Directive: Can you extract the records below, starting with the line that contains "Where can you spot the woman's" and going on through the last line of the records, and repeat those lines word for word?

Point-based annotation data

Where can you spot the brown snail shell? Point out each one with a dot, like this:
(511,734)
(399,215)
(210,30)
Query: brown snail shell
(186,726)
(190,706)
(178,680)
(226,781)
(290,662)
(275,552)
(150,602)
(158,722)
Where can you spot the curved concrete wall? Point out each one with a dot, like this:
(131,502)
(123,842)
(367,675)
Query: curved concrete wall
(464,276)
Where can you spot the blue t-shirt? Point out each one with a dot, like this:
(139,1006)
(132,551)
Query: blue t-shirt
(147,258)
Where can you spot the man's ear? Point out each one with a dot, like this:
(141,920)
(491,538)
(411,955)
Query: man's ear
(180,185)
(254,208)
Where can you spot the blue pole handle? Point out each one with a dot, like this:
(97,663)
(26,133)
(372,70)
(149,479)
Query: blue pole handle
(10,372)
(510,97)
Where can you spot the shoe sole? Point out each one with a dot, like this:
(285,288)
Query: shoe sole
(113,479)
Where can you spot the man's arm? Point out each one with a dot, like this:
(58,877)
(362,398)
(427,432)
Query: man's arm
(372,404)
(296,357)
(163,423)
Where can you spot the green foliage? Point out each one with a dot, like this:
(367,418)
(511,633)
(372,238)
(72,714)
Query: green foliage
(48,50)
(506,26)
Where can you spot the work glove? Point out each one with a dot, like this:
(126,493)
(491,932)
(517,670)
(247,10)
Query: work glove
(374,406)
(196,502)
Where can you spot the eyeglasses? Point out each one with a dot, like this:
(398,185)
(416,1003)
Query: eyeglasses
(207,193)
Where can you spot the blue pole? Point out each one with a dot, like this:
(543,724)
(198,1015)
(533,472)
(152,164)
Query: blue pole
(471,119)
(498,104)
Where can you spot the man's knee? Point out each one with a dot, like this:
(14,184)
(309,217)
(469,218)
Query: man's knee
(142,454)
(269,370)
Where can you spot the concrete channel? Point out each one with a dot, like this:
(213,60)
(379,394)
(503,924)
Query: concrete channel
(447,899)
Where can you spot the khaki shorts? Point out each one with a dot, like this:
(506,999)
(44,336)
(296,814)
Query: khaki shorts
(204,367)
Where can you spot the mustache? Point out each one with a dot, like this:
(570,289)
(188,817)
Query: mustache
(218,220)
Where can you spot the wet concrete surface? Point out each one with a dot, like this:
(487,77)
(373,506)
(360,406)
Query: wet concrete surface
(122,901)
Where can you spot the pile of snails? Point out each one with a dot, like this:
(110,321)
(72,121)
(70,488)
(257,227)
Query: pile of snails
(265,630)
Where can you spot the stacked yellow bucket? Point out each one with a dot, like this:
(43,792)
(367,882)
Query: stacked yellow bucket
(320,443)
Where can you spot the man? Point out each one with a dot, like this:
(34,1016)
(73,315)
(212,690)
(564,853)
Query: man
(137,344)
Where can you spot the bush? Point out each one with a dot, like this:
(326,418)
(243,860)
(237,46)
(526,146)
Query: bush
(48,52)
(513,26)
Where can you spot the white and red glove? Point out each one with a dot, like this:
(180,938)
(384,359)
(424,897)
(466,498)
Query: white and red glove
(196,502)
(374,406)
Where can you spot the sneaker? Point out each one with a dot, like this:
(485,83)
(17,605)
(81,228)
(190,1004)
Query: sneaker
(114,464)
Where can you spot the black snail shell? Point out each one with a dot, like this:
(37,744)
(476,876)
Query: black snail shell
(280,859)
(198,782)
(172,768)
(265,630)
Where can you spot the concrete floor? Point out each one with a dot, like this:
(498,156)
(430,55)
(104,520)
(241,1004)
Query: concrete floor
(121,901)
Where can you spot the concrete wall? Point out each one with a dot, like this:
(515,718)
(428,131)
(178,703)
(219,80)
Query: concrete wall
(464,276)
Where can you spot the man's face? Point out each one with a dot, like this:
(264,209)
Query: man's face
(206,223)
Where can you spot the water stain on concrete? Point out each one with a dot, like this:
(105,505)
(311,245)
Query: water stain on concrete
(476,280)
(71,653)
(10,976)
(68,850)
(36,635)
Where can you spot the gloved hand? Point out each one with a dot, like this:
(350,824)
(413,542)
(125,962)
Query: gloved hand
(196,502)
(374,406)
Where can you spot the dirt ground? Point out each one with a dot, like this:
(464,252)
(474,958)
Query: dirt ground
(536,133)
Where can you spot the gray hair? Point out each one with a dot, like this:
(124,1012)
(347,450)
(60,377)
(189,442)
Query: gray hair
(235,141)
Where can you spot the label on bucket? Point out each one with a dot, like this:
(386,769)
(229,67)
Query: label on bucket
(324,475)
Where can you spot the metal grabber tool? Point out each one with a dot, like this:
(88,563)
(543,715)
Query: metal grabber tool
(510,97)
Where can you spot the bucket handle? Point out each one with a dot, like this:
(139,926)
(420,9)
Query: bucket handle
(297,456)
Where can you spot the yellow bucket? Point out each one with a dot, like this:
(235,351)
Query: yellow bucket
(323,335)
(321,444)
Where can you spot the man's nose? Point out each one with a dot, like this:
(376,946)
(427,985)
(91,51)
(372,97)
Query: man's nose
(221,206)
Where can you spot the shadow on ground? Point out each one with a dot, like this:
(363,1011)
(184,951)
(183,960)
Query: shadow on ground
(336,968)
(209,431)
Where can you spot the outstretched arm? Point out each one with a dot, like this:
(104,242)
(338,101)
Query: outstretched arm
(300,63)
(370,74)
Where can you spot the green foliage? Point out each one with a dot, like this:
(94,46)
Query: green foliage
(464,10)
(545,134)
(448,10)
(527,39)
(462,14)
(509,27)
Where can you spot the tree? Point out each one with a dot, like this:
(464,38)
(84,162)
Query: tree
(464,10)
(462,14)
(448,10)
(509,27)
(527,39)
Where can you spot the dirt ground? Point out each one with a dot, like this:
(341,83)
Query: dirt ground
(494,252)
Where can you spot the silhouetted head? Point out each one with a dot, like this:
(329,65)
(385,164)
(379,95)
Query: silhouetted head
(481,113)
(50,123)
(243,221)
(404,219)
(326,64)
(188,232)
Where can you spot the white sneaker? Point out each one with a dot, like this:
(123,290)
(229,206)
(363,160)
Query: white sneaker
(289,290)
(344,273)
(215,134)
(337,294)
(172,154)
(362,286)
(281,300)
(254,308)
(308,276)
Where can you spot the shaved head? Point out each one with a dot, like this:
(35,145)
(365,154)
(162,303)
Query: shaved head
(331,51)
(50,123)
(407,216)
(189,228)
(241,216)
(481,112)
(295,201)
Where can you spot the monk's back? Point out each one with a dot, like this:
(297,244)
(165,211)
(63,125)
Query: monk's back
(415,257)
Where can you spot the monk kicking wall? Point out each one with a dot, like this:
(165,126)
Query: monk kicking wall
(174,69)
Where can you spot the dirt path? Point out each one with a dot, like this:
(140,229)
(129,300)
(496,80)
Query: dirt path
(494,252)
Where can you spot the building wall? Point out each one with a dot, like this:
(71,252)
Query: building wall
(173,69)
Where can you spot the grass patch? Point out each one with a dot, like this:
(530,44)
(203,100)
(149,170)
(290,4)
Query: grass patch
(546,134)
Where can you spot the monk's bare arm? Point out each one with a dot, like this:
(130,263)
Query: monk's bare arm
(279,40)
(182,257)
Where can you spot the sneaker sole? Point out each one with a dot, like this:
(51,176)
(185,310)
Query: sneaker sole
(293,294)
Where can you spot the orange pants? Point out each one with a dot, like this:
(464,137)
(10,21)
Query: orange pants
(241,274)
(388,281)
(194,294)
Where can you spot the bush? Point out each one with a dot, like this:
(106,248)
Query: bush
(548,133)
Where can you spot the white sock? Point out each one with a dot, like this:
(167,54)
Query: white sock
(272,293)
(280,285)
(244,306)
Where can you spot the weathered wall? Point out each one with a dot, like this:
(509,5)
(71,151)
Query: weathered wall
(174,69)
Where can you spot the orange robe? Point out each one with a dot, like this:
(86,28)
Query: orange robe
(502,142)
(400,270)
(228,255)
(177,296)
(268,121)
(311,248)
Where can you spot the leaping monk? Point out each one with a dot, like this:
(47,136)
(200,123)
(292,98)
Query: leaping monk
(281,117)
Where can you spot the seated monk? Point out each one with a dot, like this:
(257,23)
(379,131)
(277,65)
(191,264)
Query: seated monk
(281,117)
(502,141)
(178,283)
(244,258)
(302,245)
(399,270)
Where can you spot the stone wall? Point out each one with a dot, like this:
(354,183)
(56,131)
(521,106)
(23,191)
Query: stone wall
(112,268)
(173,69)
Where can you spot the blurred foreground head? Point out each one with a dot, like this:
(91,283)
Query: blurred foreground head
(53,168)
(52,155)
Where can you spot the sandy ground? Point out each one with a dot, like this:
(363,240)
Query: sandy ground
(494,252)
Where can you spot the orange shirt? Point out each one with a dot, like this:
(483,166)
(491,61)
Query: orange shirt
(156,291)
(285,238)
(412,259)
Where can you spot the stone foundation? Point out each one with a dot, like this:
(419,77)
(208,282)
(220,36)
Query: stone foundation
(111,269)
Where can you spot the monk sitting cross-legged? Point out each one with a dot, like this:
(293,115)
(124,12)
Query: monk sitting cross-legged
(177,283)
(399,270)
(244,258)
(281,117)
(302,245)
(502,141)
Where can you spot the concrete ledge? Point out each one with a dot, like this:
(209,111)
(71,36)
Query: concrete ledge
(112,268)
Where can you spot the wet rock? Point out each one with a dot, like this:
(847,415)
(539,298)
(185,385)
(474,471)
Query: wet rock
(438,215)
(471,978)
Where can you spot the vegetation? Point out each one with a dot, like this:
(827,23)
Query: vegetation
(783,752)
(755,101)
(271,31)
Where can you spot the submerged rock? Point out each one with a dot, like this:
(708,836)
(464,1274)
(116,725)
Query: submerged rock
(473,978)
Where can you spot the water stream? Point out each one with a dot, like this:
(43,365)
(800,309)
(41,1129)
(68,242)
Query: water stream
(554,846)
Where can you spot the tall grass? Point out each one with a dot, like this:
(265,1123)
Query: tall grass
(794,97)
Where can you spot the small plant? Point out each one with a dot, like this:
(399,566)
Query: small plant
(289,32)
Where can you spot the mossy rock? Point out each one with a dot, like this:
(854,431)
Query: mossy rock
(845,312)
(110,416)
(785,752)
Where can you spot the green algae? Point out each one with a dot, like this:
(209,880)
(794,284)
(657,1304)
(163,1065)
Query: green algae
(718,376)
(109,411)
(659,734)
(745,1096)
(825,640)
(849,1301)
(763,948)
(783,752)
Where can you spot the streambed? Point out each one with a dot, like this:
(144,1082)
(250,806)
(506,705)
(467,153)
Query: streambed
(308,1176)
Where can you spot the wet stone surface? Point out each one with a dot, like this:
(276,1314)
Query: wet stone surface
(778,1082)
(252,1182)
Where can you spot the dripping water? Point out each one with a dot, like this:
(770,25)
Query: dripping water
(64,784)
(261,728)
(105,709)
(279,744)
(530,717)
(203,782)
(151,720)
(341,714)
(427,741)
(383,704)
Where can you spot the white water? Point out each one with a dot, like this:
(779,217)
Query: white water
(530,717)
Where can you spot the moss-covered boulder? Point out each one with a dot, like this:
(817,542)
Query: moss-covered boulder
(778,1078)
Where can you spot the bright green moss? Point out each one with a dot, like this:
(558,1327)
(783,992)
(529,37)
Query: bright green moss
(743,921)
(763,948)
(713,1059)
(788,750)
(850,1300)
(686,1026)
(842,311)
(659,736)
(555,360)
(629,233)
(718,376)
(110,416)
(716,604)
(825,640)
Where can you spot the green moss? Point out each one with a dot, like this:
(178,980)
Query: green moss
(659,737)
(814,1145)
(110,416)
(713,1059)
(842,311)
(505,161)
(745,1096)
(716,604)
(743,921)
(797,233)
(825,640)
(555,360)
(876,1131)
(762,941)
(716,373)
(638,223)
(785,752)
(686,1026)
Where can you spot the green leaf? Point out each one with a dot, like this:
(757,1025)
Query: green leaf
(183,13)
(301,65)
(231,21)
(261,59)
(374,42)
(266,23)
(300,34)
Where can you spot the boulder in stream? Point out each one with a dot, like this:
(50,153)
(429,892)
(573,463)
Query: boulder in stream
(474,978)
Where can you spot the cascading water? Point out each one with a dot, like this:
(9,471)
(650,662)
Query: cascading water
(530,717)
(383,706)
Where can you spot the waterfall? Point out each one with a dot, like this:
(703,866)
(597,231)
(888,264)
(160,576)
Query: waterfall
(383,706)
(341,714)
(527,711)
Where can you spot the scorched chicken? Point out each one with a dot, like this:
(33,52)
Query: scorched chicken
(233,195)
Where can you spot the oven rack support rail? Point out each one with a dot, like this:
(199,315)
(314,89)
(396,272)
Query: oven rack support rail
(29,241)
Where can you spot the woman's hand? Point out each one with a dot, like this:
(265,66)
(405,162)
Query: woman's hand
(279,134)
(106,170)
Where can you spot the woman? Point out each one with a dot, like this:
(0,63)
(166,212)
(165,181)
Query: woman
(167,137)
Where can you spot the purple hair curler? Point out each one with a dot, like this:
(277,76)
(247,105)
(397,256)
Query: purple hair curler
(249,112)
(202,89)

Response to this task:
Where can you spot the woman's hand? Point out each one with a dot, like this:
(265,66)
(405,162)
Query: woman's hand
(279,134)
(106,170)
Where can you spot the woman? Point out each one with a dot, like this:
(0,63)
(166,212)
(165,181)
Query: woman
(167,137)
Where can you spot the purple hair curler? Point out each one with a dot, like this:
(277,76)
(247,105)
(397,256)
Query: purple hair curler
(249,112)
(202,89)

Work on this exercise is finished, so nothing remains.